• [Tareas]
(a) Según la reseña, ¿cuántos años pasa Zollinger fuera de su pueblo?
(b) Cuenta las líneas del listado que contienen la palabra "white" y responde solo con el número.

• [Texto extraído]
:::::
Zollinger
quiere ser impresor, a pesar de la competencia y de las complicaciones que le
acarrea este deseo en su aldea natal, la cual se sorprende de la decisión de
convertir su casa en un pequeño taller de impresión, es por ello que decide ir
por otro camino para conseguir su fin, viajando en busca de su destino, en su
exilio se mantendrá fuera de su pueblo durante siete años.
A
lo largo de su camino trabajará en todo tipo de profesiones. Comenzando en una
garita de ferrocarril descubrirá el amor a través de una misteriosa
telefonista, después se convertirá en un soldado y se unirá a las filas del ejército,
allí conocerá la camarería y las fieles amistades. Para un día volverse un
ermitaño en lo más profundo del bosque y escuchar el cantar de los diferentes
arboles… pero sobre todo y gracias a su largo viaje conocerá el valor de los
pequeños y cotidianos oficios.
Pablo
nos introduce en una narración hipnótica y relajante además de profunda y de
enseñanza. El texto se va trasformando en una fábula para adultos pues, está
cargado de frases sencillas pero con gran fondo, lo que añade al texto más
valor. La novela se lee rápidamente pues sus capítulos son breves pero, es por
ello, por lo que se descubre mejor lo
que su autor nos quiere mostrar. Su protagonista se rodea de todo tipo de
personajes carismáticos, únicos y diferentes en cada profesión en la que decide
incorporarse. Como bien expresa Andrés Ibáñez en su genial introducción
titulada Lecciones del Zollinger
sobre la narración del escritor: Para
vivir en este mundo extraño, fragmentado y enloquecedor, es necesaria la
inmensa inocencia de Zollinger, uno de esos angelicales personajes típicos de
Pablo d’Ors, que a ratos nos recuerdan a Kafka, a Walser y, especialmente en
este libro, a Joseph Roth, y que parecen tábulas rasas vivientes. Zollinger es
honesto, sistemático, afable, dulcemente emotivo, serenamente desprendido y
posee una infinita capacidad de asombro, dos cualidades que no suelen ir unidas
en la vida corriente pero que en el mundo d’Orsiano resultan casi inseparables.
Sí, porque, ¿el que se adapta a todo no es el que acepta no asombrarse? ¿El que
se siente a gusto en cualquier lugar no es el no siente fascinación por nada?
La difícil hazaña psicológica de los personajes de Pablo d’Ors consiste en
vivir existencias rutinarias y al mismo tiempo experimentar la vida como una
aventura siempre excitante. En esto se separa de d’Ors de la mayoría de sus
antecedentes germánicos a los que nos referíamos: Kafka acepta enseguida la
incapacidad de la literatura para representar la vida; Walser es, intuimos, por
debajo de ese aire contemplativo, un tipo siniestro y malvada; Roth está
obsesionado por el decaimiento y la corrupción (aunque tiene santos felices, como
ese «santo bebedor» tan d’Orsiano), mientras que nuestro autor apuesta
claramente por la lucidez, por la plenitud, por la felicidad. En esto, como en
muchas otras cosas, es un caso insólito en nuestras letras, universalmente
corroídas por lo siniestro y por eso que los medievales llamaban «el odio al
mundo». En definitiva una novela que traza una parábola, unas andanzas de
ida y vuelta en busca de aquellos sueños que, por el hecho de perderse en una
oscura niebla, parecen ser difíciles de obtener e, inesperadamente, el viaje de
su protagonista se hace necesario para encontrar las habilidades necesarias
para llegar a conseguir el tan ansiado sueño.
:::::
• [Material proporcionado]
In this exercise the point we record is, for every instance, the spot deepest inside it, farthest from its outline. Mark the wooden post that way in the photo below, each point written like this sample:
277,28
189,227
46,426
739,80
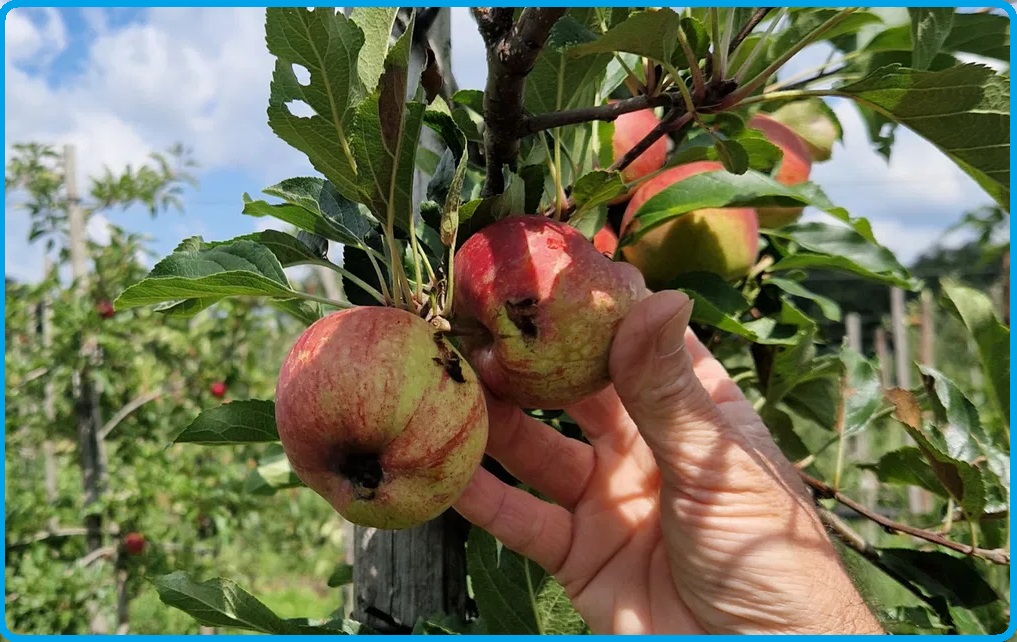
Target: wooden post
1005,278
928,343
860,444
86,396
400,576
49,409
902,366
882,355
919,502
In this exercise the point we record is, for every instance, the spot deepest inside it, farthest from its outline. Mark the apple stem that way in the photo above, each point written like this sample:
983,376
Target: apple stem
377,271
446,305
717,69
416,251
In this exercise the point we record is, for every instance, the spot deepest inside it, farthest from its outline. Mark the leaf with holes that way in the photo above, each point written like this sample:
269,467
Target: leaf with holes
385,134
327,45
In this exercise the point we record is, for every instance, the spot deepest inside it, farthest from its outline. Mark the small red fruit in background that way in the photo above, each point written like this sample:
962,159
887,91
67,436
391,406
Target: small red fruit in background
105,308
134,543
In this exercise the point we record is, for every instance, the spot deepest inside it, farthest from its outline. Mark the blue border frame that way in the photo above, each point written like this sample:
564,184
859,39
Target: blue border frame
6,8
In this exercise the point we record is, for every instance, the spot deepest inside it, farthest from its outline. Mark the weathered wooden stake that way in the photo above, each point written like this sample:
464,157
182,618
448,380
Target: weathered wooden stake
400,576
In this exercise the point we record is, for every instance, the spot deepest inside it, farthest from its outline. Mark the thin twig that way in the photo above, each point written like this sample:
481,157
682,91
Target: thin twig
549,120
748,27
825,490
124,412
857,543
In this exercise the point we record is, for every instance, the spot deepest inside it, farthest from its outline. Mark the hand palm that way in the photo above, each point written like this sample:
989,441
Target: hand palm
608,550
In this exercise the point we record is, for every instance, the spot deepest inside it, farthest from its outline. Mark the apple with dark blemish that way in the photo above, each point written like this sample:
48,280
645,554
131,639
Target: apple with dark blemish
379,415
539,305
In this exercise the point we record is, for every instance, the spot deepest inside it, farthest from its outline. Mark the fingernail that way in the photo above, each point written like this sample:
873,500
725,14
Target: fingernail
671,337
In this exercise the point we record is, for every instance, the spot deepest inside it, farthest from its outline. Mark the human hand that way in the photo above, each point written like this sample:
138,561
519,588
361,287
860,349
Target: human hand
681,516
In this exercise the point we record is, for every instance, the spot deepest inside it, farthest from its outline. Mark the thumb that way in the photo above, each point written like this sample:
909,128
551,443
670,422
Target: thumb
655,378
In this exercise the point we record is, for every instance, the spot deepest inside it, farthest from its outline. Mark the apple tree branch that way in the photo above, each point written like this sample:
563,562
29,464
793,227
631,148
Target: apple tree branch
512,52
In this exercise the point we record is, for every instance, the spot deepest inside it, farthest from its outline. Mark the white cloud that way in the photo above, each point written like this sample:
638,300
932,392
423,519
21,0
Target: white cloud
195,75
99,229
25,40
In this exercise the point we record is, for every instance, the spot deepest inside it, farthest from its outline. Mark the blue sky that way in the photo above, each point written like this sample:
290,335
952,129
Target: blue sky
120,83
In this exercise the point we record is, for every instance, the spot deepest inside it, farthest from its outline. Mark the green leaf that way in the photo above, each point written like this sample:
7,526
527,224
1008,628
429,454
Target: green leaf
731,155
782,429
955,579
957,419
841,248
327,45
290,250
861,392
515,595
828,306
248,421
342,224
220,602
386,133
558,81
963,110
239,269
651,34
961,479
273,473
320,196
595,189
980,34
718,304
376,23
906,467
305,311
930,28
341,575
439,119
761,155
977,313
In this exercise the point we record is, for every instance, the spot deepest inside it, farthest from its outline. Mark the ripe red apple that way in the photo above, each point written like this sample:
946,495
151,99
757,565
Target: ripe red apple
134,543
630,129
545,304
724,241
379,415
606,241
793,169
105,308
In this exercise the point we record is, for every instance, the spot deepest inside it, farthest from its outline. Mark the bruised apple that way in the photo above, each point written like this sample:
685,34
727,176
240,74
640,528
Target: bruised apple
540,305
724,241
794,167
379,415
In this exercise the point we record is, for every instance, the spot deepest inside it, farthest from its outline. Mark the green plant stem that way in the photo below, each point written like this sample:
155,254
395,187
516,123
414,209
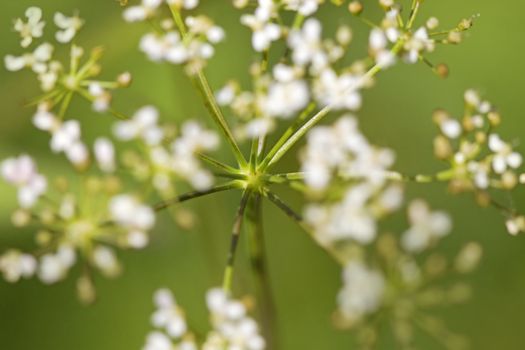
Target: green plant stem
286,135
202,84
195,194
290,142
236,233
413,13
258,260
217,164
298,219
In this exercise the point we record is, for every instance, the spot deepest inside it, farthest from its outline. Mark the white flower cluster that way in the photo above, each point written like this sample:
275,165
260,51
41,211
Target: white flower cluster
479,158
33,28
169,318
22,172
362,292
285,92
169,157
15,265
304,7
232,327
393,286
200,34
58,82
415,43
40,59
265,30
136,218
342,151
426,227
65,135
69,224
:::::
• [Soluciones]
(a) Siete años.

(b) 4